__EXTRAIT À LIRE__
:::::

M. Jean-Luc Warsmann, président de la commission des lois constitutionnelles, de la législation et de l’administration générale de la République. Très bien !
M. Philippe Gosselin, rapporteur. Nous savons que les forces de police et de gendarmerie de ce pays sont des forces républicaines et qu’elles ont à cœur de défendre la République et les lois qui la garantissent.
M. Philippe Goujon. Très bien !
M. Philippe Gosselin, rapporteur. Notre troisième objectif est le respect des droits des victimes, car c’est à elles que nous devons penser en priorité. Tel est le triptyque auquel nous devons donner un équilibre, nécessairement fragile parce que difficile à trouver.
Le projet de loi initial a été sensiblement modifié par la commission des lois, parfois contre l’avis du rapporteur. Je présenterai les principales modifications de manière détaillée, puis j’évoquerai rapidement les autres précisions et ajouts figurant dans le texte adopté et qui nécessiteraient peut-être encore débat.
La principale évolution adoptée par la commission, à l’initiative conjointe de Philippe Houillon et de moi-même, est la suppression de l’audition libre. Cette difficulté étant évacuée, ce sujet n’en est plus vraiment un aujourd’hui. Ce n’est pas tant l’idée d’un dispositif adaptable qui était en cause que la difficulté juridique qui en découlait. Cette affaire est désormais réglée ; je m’en réjouis et je remercie le Gouvernement, le ministre en particulier, de sa sagesse ainsi que nos collègues Éric Ciotti et Jean-Paul Garraud qui ont retiré leur amendement, facilitant ainsi les choses.
La deuxième évolution importante, adoptée contre l’avis du rapporteur, est le contrôle de l’exécution de la garde à vue par un juge du siège – celui des libertés et de la détention – ou, à défaut, par le président du tribunal de grande instance plutôt que par le procureur. Je crois très important de revenir sur ce vote, qui me semble fondé sur une lecture ambiguë, voire mauvaise, des textes et de la jurisprudence. Il nous faudra revenir sur ce point majeur. Au-delà des aspects juridiques, sans doute plus ou moins discutables, il met en cause des aspects pratiques de la chaîne pénale française, qui a fait ses preuves et qu’il importe de ne pas désorganiser. Les procureurs ont fait la preuve de leur efficacité, leur compétence est aujourd’hui reconnue. Il ne faut pas casser ce système qui fonctionne.
La commission a par ailleurs précisé et complété des dispositions importantes relatives à l’assistance de la personne gardée à vue par un avocat. Un délai de carence de deux heures a été institué, avant l’expiration duquel la première audition du gardé à vue ne pourra pas débuter. C’est une exception qui peut paraître curieuse et qui a fait débat. Ce délai de carence a pour but de laisser à l’avocat le temps de se rendre dans les locaux où se déroule la garde à vue et d’agir de façon à rendre le droit effectif, concret.
Le projet prévoyait aussi la possibilité, dans les gardes à vue de droit commun, d’un report de douze heures, décidé par le procureur de la République, de la faculté pour l’avocat de consulter les procès-verbaux d’audition et d’assister aux auditions. La commission a adopté un amendement du Gouvernement prévoyant la possibilité, pour les infractions punies d’au moins cinq ans d’emprisonnement, d’un deuxième report de la présence de l’avocat, jusqu’à la vingt-quatrième heure. C’est une possibilité de travail supplémentaire, me semble-t-il.

:::::

__CONSIGNE__
Relevez toutes les personnes désignées par leur nom dans l'extrait sur la garde à vue, qu'elles y prennent la parole ou y soient seulement citées.

__DONNÉES FOURNIES__
:::::

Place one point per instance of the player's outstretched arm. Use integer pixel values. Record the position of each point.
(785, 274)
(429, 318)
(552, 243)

:::::

__CORRIGÉ__
Jean-Luc Warsmann, Philippe Gosselin, Philippe Goujon, Philippe Houillon, Éric Ciotti, Jean-Paul Garraud